[Dataset rows]

# # #

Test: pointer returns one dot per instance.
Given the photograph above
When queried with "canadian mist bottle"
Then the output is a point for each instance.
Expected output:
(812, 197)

# # #

Exercise brief:
Copy every line of the records above word for word.

Final answer:
Test: pointer returns one dot per instance.
Given the photograph above
When queried with "canadian mist bottle"
Then the output is a point for each instance.
Expected output:
(812, 197)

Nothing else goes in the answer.